| What you need to do |
1. Retype the part of the character-writing excerpt starting at "For example, I" and ending at "good ones, perhaps.".
2. List every alliterative character nickname that appears in the character-writing excerpt.

— Start Page excerpt —

Two reasons: It’s entertaining, and because it adds dimension to characters.

It allows you to toy with the reader’s perception of the character.

For example, I once heard of someone wanting to introduce a bad guy but didn’t want to make them cartoonishly evil on the first meeting. It hit me then, introduce your bad guy doing something “good” and your good guy doing something “bad”.

If your bad guy is an evil prince, show him volunteering at an orphanage at the beginning, genuinely out of the goodness of his heart, or making friends, or just helping an old lady cross the street. After that, have them go to their bad guy meeting and reveal that they aren’t all good.

Maybe your good guy needs to steal or kill someone. Show them doing this and then reveal their intentions to be good ones, perhaps.

Those are simple examples but that’s why you should toy with them, and get creative.  This can really hook your readers in, and it would definitely make me turn the page to chapter two almost immediately.

Behavior Alters.

In real life, behavior alters when we meet a new person and we even act differently when we’re around different groups of people.

There are studies on this that people will essentially adopt “roles” depending on the group, even in groups of good friends. In one of my social circles I tend to be a bit more sarcastic, in another I’m calmer and collected, in another I’m very outgoing and lead a lot of conversations, and so forth. It’s not being “fake”, I consider it being “myself”, albeit little tweaks.

You can observe this in your own life. How does a group dynamic shift when a new person enters the conversation? What tensions are there? What happens when Negative Nancy shows versus Fun-Loving Fred?

This should apply to you characters. Play with the dynamic, play with the tension. It can tell the reader a lot about how the characters feel about each other. If Suspicious Sam shows up, how do they change the way they act? If the love interest shows up, what changes? Who has tension with whom? Etc.

— End Page excerpt —
— Start Dataset content —

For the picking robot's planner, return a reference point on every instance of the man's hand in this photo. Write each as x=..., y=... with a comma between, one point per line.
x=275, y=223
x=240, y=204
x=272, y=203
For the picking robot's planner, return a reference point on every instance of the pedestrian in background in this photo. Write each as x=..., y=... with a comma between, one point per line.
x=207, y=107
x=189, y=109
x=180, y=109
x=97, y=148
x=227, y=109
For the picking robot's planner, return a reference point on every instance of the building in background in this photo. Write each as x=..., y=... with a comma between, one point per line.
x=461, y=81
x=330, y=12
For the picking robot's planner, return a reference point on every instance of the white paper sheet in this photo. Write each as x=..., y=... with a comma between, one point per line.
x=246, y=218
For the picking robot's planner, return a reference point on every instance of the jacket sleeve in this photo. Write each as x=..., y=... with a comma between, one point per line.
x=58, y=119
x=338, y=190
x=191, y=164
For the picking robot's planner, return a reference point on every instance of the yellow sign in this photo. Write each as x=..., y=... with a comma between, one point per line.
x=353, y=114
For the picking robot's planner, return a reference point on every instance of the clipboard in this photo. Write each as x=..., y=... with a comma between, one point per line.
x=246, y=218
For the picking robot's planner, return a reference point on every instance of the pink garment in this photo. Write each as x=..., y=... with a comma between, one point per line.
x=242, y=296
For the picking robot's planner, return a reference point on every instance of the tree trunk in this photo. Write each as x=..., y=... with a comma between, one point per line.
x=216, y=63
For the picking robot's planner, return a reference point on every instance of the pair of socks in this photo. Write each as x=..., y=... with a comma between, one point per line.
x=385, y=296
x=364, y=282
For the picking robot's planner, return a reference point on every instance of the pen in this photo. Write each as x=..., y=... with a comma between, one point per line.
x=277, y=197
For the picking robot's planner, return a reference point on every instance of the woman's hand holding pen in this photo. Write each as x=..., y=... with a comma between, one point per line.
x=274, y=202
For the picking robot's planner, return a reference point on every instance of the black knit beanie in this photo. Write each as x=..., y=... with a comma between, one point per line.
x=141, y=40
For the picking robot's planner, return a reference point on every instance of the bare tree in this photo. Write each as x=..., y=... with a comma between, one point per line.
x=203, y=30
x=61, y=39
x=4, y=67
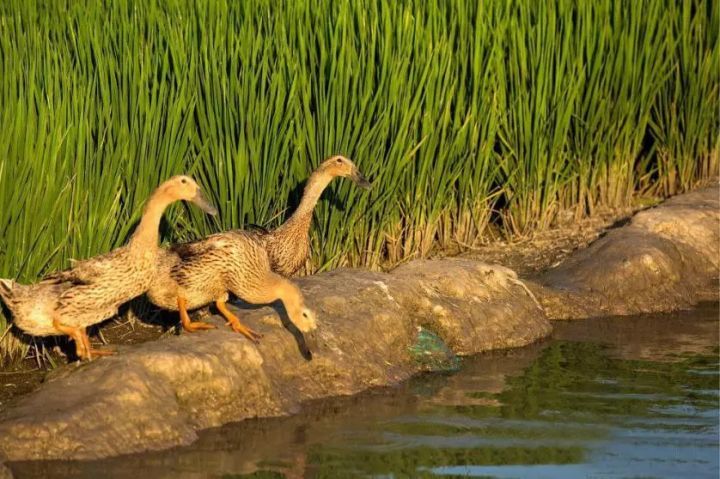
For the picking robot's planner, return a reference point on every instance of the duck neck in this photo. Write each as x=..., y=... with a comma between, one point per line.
x=299, y=222
x=147, y=234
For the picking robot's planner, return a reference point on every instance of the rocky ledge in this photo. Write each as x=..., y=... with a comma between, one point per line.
x=371, y=332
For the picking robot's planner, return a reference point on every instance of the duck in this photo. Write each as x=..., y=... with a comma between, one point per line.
x=67, y=302
x=252, y=265
x=193, y=275
x=288, y=245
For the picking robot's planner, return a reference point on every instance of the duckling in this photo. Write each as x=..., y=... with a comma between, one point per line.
x=195, y=274
x=288, y=245
x=249, y=264
x=66, y=302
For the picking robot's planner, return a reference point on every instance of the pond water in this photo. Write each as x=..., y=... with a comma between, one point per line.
x=603, y=398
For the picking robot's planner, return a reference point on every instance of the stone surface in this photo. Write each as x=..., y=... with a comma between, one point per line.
x=667, y=258
x=157, y=395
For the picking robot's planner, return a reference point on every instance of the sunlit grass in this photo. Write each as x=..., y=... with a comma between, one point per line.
x=462, y=112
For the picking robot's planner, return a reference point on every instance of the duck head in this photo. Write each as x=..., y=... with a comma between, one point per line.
x=340, y=166
x=183, y=187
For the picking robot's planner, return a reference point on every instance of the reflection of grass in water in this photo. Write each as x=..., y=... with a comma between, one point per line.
x=569, y=379
x=567, y=392
x=329, y=462
x=493, y=431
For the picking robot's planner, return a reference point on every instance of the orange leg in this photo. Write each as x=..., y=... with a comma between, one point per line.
x=235, y=323
x=189, y=326
x=82, y=342
x=93, y=352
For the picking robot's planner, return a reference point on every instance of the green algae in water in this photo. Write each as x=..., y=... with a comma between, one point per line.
x=431, y=352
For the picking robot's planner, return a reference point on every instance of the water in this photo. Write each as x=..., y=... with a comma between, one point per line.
x=604, y=398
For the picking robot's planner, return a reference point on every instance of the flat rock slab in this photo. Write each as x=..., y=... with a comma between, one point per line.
x=666, y=258
x=157, y=395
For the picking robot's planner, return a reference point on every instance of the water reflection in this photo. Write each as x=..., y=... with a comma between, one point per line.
x=615, y=397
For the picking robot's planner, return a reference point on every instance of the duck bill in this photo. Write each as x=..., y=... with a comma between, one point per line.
x=202, y=203
x=360, y=180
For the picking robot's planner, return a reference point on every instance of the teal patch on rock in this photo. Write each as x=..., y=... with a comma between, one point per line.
x=431, y=352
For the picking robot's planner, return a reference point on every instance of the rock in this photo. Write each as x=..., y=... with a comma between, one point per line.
x=666, y=259
x=157, y=395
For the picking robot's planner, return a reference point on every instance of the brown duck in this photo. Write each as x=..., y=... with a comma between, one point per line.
x=249, y=264
x=65, y=303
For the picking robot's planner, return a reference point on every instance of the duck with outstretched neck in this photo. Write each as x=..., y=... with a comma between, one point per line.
x=66, y=302
x=252, y=265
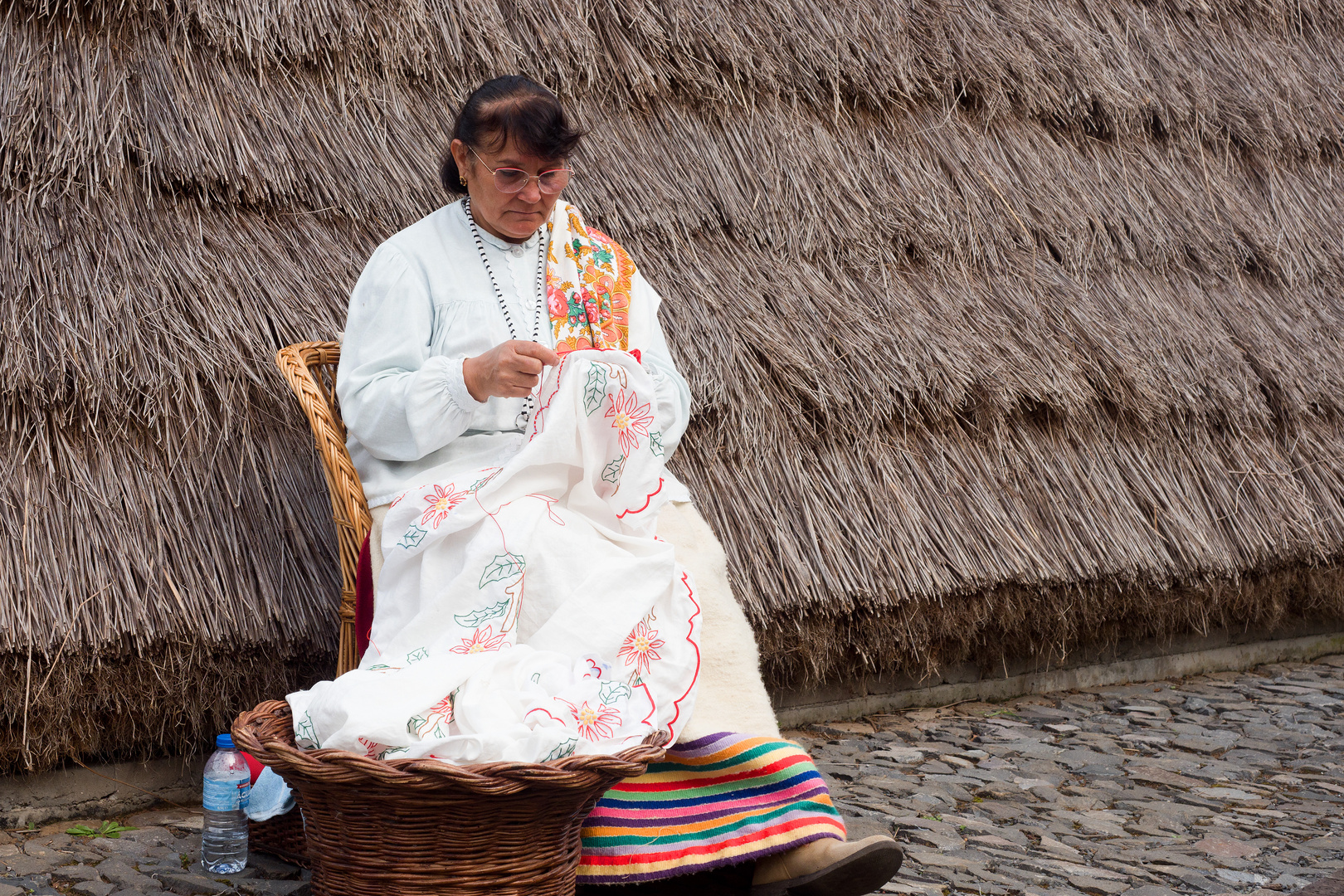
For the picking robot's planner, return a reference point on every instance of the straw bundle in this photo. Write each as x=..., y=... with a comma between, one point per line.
x=1007, y=324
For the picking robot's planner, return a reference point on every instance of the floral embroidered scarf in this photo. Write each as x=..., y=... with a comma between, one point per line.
x=587, y=285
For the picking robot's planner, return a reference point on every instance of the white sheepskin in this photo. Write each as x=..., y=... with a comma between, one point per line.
x=730, y=694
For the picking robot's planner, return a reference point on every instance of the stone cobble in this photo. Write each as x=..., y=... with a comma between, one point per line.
x=160, y=856
x=1222, y=783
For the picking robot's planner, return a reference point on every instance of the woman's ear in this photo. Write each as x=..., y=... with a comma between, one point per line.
x=461, y=158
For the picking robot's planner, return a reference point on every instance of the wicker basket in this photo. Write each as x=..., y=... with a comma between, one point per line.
x=281, y=837
x=425, y=828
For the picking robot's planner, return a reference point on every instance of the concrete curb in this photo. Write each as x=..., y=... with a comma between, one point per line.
x=104, y=791
x=795, y=709
x=91, y=793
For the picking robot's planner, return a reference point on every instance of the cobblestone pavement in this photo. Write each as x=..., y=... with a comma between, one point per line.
x=160, y=856
x=1222, y=783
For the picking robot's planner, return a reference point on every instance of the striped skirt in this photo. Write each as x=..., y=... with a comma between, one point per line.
x=717, y=801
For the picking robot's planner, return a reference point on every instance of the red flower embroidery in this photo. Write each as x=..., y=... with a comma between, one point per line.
x=596, y=724
x=480, y=641
x=628, y=419
x=640, y=646
x=441, y=504
x=557, y=304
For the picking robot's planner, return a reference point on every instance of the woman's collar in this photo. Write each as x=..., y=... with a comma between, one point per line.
x=491, y=240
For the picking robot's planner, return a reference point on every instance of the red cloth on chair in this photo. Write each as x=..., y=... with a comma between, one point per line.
x=363, y=599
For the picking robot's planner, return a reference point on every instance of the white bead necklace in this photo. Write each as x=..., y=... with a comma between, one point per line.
x=526, y=414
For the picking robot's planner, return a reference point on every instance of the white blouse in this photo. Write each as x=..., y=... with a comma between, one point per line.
x=422, y=305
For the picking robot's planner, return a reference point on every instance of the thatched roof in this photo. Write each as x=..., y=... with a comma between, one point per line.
x=1010, y=327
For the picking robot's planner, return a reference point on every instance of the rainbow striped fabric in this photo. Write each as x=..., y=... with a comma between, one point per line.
x=717, y=801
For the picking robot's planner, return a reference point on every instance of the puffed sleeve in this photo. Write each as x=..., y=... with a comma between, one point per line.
x=674, y=397
x=397, y=399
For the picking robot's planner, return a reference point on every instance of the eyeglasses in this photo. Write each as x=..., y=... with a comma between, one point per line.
x=513, y=180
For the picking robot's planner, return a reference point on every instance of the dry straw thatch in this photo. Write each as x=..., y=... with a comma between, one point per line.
x=1011, y=325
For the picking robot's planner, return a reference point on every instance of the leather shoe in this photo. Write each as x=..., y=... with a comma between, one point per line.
x=830, y=867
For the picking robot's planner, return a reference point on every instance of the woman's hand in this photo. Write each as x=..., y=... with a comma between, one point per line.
x=509, y=370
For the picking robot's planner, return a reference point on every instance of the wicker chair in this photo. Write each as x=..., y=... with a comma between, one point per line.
x=311, y=370
x=407, y=826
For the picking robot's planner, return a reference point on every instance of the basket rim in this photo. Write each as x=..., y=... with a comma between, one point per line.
x=331, y=766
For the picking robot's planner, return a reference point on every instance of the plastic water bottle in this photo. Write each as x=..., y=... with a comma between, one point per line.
x=223, y=839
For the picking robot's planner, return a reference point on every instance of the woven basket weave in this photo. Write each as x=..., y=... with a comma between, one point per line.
x=425, y=828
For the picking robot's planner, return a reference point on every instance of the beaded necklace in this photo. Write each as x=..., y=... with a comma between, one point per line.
x=526, y=414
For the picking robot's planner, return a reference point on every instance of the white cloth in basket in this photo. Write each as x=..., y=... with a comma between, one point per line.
x=527, y=611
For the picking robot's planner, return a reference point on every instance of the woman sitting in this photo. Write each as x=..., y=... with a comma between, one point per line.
x=468, y=355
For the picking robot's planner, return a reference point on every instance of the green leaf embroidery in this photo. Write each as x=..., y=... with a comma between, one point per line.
x=307, y=733
x=504, y=566
x=594, y=388
x=477, y=617
x=562, y=750
x=413, y=538
x=613, y=691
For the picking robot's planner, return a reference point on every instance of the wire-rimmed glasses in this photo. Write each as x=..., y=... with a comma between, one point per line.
x=514, y=180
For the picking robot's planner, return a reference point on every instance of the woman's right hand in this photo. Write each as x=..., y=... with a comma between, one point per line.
x=509, y=370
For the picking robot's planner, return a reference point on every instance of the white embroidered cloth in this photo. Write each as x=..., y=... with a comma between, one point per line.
x=527, y=611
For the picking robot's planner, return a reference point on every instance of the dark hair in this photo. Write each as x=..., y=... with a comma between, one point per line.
x=511, y=106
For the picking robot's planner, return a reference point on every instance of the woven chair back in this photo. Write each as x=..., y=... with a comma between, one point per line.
x=311, y=370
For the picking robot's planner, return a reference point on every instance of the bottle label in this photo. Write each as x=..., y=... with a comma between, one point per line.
x=226, y=796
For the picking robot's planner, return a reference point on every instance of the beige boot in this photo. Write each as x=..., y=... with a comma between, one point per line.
x=828, y=867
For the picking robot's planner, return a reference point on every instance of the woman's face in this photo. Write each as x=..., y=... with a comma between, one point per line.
x=513, y=217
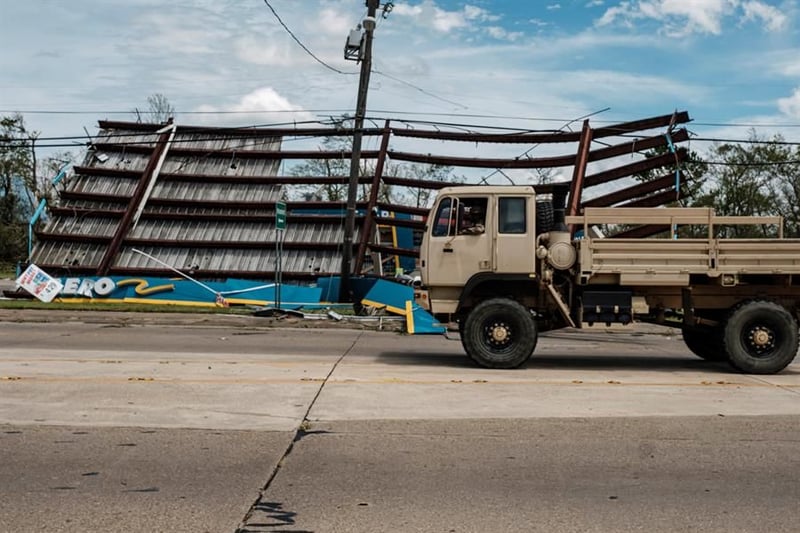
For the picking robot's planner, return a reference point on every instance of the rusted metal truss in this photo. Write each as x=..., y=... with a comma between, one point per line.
x=632, y=164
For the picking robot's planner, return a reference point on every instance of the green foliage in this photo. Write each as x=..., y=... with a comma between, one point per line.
x=760, y=178
x=17, y=181
x=13, y=243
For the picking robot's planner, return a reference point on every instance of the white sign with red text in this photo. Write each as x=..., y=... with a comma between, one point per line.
x=37, y=282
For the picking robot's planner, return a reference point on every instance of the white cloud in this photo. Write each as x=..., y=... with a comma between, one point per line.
x=771, y=16
x=272, y=52
x=685, y=17
x=502, y=34
x=790, y=106
x=263, y=102
x=429, y=15
x=331, y=22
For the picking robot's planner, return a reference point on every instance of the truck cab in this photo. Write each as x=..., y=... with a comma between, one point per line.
x=477, y=233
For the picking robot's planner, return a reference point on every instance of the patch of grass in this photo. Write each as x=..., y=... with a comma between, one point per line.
x=8, y=271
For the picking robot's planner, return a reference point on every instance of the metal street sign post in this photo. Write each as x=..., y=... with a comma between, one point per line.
x=280, y=227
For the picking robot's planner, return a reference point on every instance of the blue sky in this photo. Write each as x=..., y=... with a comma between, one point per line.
x=529, y=64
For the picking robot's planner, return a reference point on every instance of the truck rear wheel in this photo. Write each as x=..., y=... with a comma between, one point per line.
x=760, y=337
x=705, y=342
x=499, y=333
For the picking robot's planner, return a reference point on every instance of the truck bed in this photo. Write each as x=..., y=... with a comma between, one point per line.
x=671, y=261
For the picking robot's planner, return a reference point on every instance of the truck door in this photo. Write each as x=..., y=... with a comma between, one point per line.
x=460, y=243
x=516, y=241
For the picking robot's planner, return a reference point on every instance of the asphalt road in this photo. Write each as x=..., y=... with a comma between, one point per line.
x=132, y=424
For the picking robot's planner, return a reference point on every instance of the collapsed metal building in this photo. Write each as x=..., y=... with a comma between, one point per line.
x=149, y=198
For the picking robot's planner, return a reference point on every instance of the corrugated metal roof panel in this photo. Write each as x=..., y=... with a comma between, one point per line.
x=187, y=259
x=221, y=192
x=68, y=254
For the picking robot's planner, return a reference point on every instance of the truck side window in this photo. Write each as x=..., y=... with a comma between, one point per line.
x=511, y=215
x=472, y=216
x=444, y=223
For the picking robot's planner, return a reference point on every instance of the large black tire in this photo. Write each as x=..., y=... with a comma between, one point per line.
x=760, y=337
x=544, y=216
x=499, y=333
x=705, y=342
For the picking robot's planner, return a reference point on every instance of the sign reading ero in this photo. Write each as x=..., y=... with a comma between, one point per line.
x=280, y=215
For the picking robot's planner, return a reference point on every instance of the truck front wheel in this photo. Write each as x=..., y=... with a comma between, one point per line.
x=760, y=337
x=499, y=333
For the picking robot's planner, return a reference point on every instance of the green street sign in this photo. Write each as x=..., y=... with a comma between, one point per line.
x=280, y=215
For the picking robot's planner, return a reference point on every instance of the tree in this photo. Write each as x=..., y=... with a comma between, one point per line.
x=756, y=178
x=17, y=186
x=159, y=109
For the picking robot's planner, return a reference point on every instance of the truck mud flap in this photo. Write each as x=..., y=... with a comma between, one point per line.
x=607, y=307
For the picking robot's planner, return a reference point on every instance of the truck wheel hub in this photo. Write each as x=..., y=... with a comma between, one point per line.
x=500, y=333
x=760, y=337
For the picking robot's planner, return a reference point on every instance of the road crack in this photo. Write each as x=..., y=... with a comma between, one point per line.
x=252, y=522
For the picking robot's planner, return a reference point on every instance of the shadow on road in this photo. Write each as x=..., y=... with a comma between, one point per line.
x=651, y=363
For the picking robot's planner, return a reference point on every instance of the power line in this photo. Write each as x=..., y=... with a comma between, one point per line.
x=420, y=89
x=304, y=47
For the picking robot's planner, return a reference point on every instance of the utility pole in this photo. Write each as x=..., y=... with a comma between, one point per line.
x=355, y=162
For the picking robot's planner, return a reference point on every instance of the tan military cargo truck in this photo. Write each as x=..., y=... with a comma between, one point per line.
x=505, y=266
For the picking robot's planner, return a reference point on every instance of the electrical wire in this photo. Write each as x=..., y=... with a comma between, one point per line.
x=304, y=47
x=420, y=89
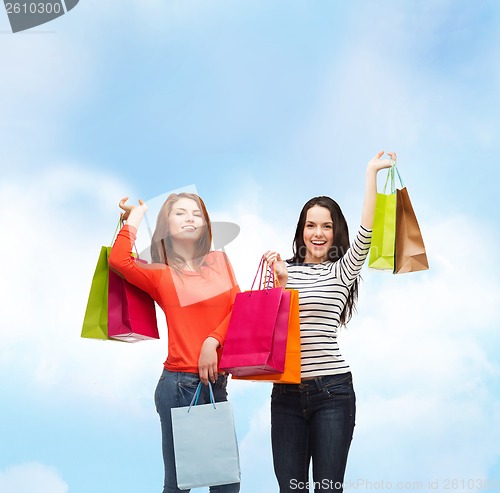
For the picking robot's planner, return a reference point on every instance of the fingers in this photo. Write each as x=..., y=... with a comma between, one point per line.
x=271, y=256
x=121, y=204
x=203, y=372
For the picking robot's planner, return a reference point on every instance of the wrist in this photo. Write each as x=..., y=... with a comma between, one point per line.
x=211, y=342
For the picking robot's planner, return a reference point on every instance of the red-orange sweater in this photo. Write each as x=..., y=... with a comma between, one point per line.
x=196, y=304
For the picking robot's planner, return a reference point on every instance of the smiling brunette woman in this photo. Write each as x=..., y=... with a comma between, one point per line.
x=314, y=420
x=195, y=288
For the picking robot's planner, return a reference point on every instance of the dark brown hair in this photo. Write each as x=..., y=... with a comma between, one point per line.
x=337, y=250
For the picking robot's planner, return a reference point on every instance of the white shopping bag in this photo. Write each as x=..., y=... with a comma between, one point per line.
x=205, y=445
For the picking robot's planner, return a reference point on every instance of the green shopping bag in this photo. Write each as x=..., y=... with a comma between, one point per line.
x=95, y=322
x=383, y=243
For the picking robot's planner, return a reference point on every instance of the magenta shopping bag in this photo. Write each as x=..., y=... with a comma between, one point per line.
x=258, y=330
x=131, y=311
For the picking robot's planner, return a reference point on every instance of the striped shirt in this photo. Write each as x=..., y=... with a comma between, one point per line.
x=323, y=292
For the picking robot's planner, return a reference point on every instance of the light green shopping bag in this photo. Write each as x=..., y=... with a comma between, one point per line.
x=383, y=243
x=95, y=322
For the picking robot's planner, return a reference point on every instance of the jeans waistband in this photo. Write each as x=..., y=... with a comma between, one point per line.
x=317, y=382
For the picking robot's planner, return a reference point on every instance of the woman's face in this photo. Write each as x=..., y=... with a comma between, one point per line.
x=185, y=221
x=318, y=234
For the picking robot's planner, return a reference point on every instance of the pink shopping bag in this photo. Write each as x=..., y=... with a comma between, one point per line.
x=258, y=330
x=131, y=311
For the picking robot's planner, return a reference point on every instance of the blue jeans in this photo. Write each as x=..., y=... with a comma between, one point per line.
x=176, y=389
x=312, y=420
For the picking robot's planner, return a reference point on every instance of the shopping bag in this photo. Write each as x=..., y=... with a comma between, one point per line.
x=258, y=329
x=131, y=311
x=291, y=373
x=410, y=249
x=95, y=321
x=205, y=445
x=382, y=247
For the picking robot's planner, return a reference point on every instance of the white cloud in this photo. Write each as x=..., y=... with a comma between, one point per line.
x=422, y=364
x=31, y=477
x=419, y=347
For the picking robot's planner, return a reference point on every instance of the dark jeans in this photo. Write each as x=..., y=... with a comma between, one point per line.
x=176, y=389
x=312, y=420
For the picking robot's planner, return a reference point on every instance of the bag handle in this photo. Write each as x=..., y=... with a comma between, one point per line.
x=120, y=225
x=391, y=173
x=194, y=400
x=266, y=281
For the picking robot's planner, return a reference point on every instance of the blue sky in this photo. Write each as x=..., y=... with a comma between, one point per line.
x=260, y=105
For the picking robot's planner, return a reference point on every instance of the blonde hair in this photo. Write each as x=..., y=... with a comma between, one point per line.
x=162, y=250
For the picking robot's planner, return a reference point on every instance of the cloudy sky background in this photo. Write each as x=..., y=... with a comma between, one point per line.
x=260, y=105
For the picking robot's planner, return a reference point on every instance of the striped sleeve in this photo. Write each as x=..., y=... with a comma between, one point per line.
x=349, y=266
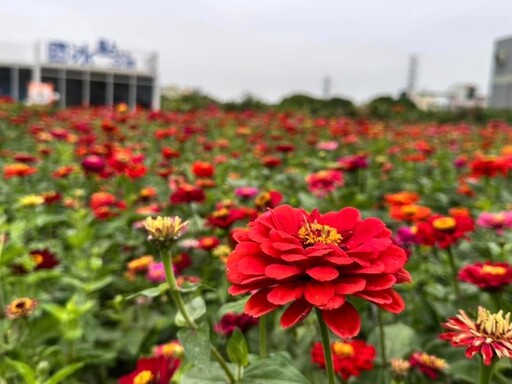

— End Dataset content —

| Complete answers |
1.
For example, I once heard of someone wanting to introduce a bad guy but didn’t want to make them cartoonishly evil on the first meeting. It hit me then, introduce your bad guy doing something “good” and your good guy doing something “bad”.

If your bad guy is an evil prince, show him volunteering at an orphanage at the beginning, genuinely out of the goodness of his heart, or making friends, or just helping an old lady cross the street. After that, have them go to their bad guy meeting and reveal that they aren’t all good.

Maybe your good guy needs to steal or kill someone. Show them doing this and then reveal their intentions to be good ones, perhaps.

2.
Negative Nancy
Fun-Loving Fred
Suspicious Sam